##### SUPPLIED INFORMATION
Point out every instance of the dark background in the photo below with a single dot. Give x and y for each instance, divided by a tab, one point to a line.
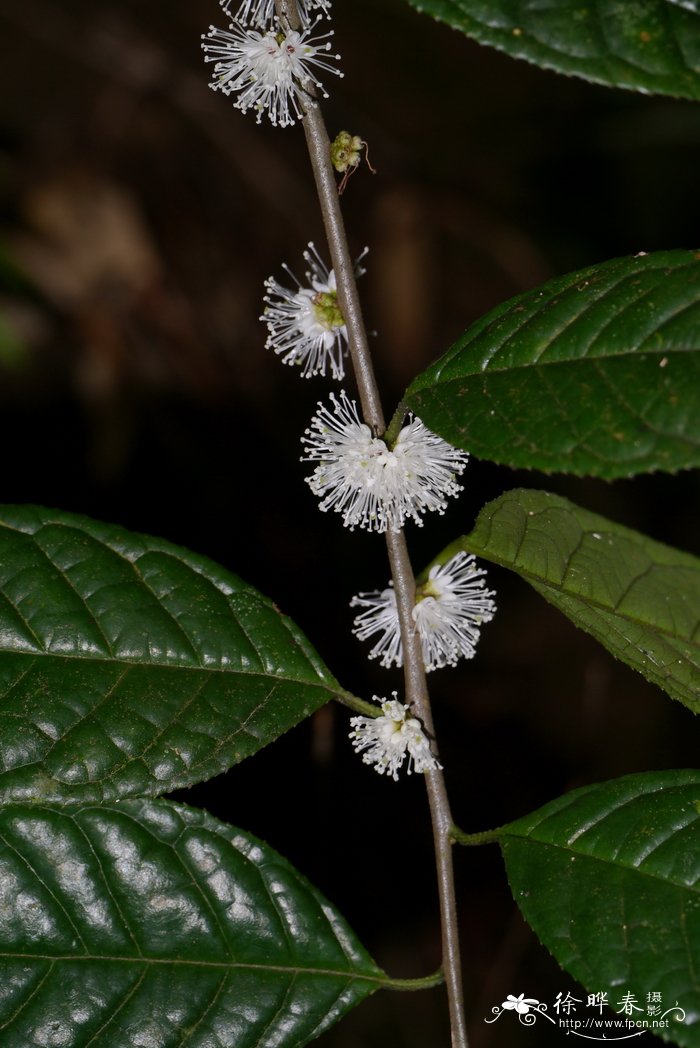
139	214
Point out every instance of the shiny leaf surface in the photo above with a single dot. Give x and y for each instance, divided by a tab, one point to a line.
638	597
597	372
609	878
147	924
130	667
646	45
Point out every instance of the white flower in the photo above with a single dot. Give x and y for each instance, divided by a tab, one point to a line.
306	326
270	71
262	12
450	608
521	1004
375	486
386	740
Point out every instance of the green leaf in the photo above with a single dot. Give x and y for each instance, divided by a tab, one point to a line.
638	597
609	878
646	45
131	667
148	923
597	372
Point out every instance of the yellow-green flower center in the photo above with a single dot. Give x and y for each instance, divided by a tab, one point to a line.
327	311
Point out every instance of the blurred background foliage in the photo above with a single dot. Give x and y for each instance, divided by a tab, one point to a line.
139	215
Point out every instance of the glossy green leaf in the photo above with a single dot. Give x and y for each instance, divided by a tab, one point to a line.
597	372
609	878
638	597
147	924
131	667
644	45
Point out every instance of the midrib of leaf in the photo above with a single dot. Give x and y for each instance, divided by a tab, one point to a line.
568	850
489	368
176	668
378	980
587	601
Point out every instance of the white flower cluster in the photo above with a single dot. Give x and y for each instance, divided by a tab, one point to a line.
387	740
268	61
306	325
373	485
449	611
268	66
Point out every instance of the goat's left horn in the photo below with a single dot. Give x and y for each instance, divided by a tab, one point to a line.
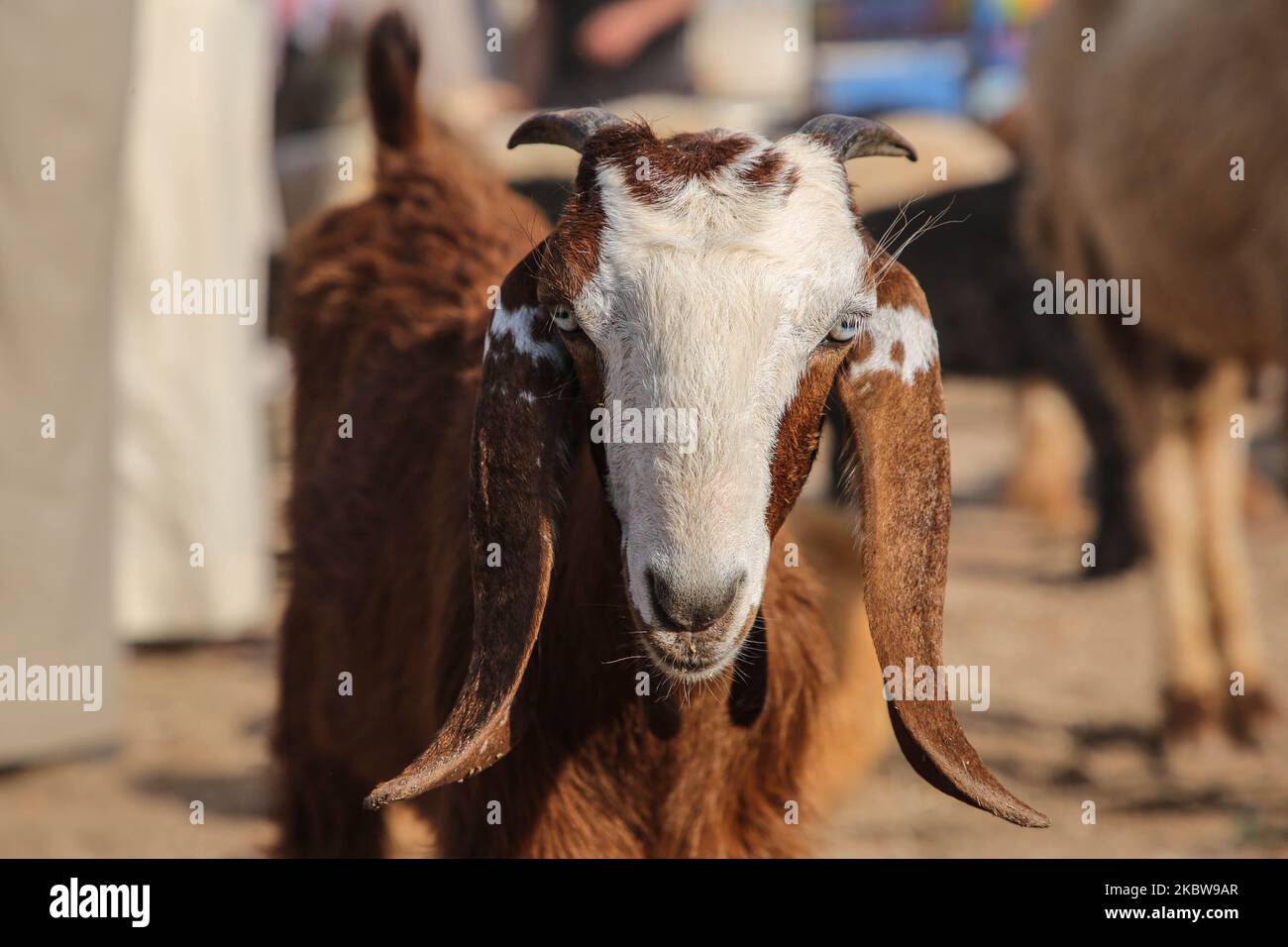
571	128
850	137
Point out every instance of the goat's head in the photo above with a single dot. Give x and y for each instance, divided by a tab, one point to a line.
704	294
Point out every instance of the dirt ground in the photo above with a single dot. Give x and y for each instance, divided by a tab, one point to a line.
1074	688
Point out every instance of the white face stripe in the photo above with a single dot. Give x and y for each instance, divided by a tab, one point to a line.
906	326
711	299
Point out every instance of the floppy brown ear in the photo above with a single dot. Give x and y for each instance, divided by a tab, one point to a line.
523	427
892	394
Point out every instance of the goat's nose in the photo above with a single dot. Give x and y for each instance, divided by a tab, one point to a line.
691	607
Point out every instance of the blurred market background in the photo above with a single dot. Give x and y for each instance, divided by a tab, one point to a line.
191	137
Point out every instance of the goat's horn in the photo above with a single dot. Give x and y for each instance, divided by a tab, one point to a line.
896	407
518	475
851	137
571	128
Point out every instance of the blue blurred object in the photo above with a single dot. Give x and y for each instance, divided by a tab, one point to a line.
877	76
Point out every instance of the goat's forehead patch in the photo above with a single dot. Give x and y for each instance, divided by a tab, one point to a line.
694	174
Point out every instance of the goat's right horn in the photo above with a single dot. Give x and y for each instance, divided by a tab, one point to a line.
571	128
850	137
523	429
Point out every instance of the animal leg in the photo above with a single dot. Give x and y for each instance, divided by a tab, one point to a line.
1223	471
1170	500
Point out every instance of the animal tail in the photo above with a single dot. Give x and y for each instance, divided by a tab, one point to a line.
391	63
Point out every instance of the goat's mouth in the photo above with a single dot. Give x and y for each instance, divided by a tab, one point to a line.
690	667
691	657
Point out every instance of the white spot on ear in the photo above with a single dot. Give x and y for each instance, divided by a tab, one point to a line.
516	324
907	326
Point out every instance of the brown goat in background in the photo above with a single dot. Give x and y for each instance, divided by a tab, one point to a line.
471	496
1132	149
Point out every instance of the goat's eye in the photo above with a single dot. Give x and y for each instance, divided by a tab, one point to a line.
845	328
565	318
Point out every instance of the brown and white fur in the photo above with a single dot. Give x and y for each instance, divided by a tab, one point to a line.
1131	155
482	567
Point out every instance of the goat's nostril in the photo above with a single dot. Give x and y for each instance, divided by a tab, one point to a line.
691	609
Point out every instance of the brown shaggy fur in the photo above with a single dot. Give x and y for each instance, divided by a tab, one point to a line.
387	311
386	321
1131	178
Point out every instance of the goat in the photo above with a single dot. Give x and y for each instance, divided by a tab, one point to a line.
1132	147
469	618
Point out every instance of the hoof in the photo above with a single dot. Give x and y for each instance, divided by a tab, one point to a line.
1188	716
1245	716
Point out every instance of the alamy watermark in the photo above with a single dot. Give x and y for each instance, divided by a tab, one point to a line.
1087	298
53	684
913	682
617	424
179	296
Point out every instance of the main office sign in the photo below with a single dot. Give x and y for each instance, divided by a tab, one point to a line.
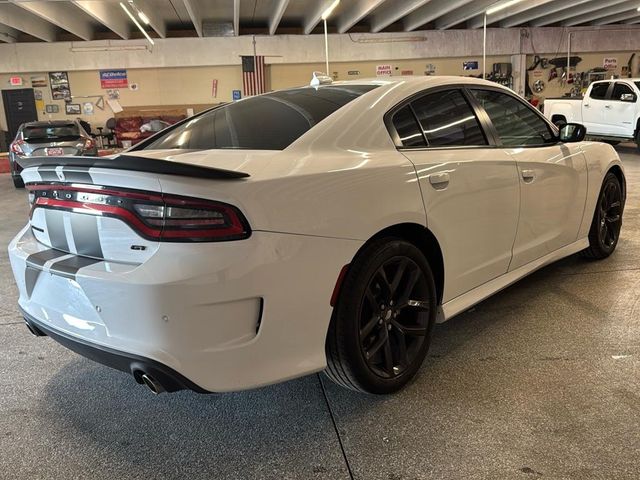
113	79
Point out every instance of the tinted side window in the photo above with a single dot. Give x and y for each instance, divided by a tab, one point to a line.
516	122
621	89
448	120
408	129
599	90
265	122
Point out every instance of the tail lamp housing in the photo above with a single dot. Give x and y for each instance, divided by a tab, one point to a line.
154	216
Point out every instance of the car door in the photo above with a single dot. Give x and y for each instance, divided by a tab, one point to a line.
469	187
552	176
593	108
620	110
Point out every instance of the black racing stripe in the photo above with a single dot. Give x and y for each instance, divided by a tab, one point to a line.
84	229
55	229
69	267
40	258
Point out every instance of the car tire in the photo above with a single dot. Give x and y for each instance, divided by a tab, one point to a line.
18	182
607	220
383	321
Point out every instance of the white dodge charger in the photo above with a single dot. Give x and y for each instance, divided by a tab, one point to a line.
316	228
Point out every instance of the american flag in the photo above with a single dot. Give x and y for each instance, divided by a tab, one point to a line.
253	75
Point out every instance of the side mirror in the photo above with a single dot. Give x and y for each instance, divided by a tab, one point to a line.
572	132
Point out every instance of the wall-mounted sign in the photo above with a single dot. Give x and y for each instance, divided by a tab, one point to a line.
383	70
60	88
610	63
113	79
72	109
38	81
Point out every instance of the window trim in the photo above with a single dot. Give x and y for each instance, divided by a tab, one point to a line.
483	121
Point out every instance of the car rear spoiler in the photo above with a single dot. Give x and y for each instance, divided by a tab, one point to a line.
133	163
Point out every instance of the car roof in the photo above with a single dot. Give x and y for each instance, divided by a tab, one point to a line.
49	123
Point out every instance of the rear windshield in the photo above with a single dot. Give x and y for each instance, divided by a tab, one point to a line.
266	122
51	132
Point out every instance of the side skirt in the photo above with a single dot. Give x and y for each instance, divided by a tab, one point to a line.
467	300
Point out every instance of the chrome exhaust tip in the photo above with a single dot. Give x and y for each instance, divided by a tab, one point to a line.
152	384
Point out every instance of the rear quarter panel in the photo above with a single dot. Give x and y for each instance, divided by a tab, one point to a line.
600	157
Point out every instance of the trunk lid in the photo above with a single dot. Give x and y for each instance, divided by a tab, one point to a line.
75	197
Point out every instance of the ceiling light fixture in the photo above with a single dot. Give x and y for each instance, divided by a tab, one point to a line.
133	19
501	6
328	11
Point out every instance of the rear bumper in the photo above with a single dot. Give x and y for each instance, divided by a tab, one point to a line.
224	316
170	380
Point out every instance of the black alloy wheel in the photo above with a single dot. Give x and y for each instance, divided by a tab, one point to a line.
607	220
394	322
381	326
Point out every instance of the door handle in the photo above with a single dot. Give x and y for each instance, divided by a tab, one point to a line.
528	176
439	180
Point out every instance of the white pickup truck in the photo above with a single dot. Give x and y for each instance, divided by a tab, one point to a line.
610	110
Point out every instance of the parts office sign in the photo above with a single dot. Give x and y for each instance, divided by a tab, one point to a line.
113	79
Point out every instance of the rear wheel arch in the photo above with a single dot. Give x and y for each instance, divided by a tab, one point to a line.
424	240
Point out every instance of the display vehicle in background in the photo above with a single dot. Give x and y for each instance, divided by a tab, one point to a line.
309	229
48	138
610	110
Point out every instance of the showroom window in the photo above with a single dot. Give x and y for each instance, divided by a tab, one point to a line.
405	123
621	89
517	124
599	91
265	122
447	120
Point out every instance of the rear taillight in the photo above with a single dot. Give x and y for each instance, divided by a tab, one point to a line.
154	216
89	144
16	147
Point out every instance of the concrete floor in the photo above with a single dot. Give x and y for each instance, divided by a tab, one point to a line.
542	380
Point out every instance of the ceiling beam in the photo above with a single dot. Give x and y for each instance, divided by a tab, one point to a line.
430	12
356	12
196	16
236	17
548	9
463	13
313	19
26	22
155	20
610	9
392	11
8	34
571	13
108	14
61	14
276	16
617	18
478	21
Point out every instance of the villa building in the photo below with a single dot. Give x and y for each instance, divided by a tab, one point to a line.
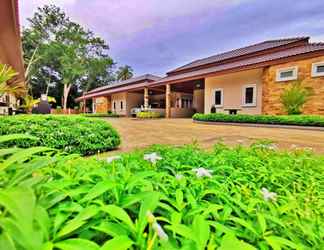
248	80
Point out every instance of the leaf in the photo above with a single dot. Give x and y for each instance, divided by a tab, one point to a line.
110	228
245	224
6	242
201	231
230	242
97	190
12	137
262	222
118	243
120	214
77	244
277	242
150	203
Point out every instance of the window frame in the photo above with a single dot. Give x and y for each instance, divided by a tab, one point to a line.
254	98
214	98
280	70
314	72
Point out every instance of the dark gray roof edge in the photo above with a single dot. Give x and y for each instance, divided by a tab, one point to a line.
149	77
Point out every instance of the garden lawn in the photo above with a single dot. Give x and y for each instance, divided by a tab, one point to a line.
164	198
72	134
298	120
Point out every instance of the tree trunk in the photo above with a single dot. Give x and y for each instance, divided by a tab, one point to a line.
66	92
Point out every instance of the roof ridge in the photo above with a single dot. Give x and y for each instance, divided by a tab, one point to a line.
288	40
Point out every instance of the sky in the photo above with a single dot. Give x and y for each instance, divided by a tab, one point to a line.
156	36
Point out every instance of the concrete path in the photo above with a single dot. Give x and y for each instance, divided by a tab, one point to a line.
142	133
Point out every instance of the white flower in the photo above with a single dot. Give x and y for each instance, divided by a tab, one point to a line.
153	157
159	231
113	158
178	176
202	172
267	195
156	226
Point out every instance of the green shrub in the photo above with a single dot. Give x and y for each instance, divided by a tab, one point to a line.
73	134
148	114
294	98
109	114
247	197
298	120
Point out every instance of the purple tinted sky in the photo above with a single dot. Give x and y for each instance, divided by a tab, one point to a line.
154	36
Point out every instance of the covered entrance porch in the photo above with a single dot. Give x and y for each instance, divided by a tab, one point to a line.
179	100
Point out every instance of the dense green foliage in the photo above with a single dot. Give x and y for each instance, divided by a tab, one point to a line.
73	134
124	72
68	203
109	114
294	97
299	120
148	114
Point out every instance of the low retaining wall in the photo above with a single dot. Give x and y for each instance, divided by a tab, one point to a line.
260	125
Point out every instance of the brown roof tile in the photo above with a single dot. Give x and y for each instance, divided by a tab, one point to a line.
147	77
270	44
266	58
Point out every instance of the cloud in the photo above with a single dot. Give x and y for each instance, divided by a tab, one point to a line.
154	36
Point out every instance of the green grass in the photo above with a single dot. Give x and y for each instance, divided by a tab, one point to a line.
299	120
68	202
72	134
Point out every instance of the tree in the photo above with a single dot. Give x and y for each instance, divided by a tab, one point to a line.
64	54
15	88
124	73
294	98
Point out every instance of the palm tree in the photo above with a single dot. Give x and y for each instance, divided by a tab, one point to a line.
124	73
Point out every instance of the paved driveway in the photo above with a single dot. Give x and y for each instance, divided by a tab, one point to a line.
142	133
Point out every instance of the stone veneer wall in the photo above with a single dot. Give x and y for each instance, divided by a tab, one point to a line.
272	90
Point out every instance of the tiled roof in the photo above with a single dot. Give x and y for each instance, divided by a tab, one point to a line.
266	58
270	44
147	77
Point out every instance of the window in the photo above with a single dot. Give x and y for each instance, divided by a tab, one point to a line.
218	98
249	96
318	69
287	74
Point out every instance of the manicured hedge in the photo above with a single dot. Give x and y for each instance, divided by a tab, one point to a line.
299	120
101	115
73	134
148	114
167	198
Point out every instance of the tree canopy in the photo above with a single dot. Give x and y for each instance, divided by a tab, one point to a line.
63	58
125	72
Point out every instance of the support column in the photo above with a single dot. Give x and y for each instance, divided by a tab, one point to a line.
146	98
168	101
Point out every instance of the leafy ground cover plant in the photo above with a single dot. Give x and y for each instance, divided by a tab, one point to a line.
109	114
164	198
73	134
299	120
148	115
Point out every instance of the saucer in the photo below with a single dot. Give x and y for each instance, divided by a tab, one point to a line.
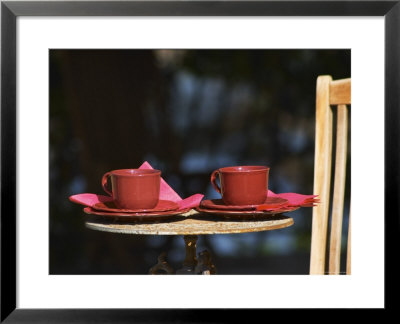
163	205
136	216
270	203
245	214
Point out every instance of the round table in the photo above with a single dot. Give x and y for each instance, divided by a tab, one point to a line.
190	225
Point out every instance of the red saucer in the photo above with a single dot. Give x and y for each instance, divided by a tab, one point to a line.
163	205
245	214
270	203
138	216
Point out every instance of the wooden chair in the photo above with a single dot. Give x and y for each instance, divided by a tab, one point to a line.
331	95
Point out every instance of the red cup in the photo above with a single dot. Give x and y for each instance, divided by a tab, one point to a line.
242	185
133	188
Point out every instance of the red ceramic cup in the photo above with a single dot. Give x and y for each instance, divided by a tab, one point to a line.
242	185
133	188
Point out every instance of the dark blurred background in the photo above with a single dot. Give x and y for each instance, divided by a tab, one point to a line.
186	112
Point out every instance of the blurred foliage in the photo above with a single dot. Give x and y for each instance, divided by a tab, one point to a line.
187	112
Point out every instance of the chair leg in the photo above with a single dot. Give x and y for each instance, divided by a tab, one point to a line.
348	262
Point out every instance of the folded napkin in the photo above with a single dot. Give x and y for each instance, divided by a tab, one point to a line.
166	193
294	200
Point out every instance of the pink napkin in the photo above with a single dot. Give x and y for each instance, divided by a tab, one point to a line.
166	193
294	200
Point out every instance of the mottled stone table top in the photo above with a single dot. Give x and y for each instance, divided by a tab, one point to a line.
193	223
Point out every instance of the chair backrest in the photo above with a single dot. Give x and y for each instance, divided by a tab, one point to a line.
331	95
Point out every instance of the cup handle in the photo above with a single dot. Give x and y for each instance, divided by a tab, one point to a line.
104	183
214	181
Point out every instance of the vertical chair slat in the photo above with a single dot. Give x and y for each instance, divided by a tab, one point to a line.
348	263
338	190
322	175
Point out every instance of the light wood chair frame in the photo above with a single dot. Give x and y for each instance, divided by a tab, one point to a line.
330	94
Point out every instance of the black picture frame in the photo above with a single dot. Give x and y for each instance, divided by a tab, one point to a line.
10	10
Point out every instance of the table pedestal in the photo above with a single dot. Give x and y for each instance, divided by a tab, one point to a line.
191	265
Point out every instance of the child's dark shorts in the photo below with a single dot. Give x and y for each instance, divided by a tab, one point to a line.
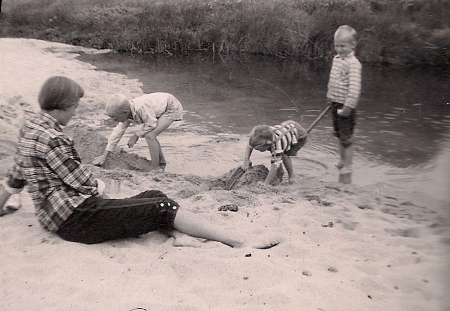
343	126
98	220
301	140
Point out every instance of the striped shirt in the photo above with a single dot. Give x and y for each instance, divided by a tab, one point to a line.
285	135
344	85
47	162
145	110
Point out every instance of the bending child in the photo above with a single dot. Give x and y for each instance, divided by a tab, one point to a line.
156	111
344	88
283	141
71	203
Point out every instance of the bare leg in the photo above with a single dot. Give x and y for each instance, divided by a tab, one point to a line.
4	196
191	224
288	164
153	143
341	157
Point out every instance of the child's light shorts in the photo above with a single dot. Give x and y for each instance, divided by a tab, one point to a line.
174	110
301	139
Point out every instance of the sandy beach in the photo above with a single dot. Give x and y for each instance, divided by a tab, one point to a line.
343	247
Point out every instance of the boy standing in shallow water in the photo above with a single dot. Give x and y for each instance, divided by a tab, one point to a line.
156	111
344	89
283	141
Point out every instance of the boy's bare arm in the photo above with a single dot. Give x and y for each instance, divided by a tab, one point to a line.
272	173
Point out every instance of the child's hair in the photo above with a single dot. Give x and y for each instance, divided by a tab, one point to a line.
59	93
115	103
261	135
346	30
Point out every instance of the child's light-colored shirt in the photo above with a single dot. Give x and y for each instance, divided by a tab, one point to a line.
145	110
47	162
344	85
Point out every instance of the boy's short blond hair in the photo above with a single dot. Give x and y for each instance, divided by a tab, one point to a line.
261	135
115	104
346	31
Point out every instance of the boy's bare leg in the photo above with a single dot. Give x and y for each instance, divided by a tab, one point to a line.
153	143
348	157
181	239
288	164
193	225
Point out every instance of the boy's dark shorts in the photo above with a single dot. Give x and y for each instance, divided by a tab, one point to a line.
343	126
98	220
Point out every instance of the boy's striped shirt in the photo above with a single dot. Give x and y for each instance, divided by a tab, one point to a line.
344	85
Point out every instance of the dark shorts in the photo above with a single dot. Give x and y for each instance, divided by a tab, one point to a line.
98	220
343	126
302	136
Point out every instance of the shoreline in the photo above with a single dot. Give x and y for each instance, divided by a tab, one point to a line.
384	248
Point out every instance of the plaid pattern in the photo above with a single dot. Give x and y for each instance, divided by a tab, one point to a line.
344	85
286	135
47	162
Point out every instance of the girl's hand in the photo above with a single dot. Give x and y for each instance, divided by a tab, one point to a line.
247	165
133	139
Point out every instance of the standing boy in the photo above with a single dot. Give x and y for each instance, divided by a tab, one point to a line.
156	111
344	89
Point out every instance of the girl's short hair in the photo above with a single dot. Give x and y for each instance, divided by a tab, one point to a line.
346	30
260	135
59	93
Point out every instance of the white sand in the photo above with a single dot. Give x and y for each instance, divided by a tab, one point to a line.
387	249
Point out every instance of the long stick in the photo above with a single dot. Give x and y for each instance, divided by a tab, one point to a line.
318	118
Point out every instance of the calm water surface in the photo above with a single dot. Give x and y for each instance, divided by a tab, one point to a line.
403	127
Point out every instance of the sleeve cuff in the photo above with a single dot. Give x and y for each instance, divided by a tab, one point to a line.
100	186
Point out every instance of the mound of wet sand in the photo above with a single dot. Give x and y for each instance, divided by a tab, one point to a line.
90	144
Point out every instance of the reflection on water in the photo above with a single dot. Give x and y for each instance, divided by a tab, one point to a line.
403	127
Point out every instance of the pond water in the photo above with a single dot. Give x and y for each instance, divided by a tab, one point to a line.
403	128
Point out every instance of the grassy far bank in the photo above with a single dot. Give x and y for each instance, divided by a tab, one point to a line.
##########
GIVEN EXERCISE: Only the lines from the one containing "Point out every instance of the plaid" through the end of the material should be reproduced, exactly, with both ends included.

FINAL RESULT:
Point out every instance of the plaid pattern in the photo above with a single dot. Give x and y for each instance, divided by a tab, one point to a line.
344	85
286	135
47	162
Point out every instance of the girl's hand in the photo above with a single dot. Give x and y for each instance, divided by a tab, one point to a line.
247	165
133	139
Point out every instance of the standing boy in the photo above with a single dot. Give x and y for each instance, divided by a tab, one point to a line.
156	111
344	89
Point out every instance of the girl's short hair in the photo above with a single dot. Give x and y for each instance, divided by a tab, one point to a line.
346	30
260	135
59	93
Point out every instance of the white sand in the photo above with a single dot. Give x and y for each instance, divided by a tab, one point to a line.
387	249
Point out every instance of the long stick in the photo above with a single dot. Give x and y for each instance, divided by a tab, one point to a line.
318	118
Point out every instance of the calm water surface in the photo above with a single dot. Give x and y for each instance, divided by a tab, one point to a line.
403	127
Point out every instance of the sleeve cuff in the photo above with a single dot. Give x and y for each instance, divided by a tab, one point to a line.
100	186
Point out every instance of the mound of wet sand in the photo above with a single dot. Give x and y for each instance, divided by a tab, one point to a line.
90	144
Point out every instance of the reflection on water in the photo above with a single dot. Give x and y for each instance, divided by a tab, one point to a line.
403	127
Point out every instance of the pond water in the photo above with a single dot. Give x and y for each instance, divided by a tab, one point to a line.
403	128
Point out every instance of the grassy far bank in the photo above with a single dot. Give x and y for each instance, divided by a tab, one point to a line.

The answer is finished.